## WHAT THE TASK ASKS
Without skipping a line, reproduce the entries exactly.

*** GIVEN DATA ***

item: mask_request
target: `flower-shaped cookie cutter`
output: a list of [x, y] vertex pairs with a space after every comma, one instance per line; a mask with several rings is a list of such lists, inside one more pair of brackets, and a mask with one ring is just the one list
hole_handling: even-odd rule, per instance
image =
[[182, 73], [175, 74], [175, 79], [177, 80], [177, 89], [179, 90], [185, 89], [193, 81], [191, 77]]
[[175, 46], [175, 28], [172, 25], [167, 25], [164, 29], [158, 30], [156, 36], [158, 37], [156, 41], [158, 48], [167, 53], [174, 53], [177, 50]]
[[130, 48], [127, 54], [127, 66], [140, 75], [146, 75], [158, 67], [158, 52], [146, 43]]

*** End of GIVEN DATA ***

## TASK ANSWER
item: mask_request
target: `flower-shaped cookie cutter`
output: a list of [x, y] vertex pairs with a space after every comma, one instance per line; a mask with several rings is a list of such lists, inside one more pair of brackets, and a mask with one ring is just the one list
hole_handling: even-odd rule, per instance
image =
[[182, 73], [175, 74], [175, 79], [177, 80], [177, 89], [179, 90], [185, 89], [193, 81], [191, 77]]
[[175, 46], [175, 28], [172, 25], [167, 25], [164, 29], [158, 30], [156, 36], [158, 37], [156, 41], [158, 48], [167, 53], [174, 53], [177, 50]]
[[130, 48], [127, 54], [127, 66], [140, 75], [146, 75], [158, 67], [158, 52], [146, 43]]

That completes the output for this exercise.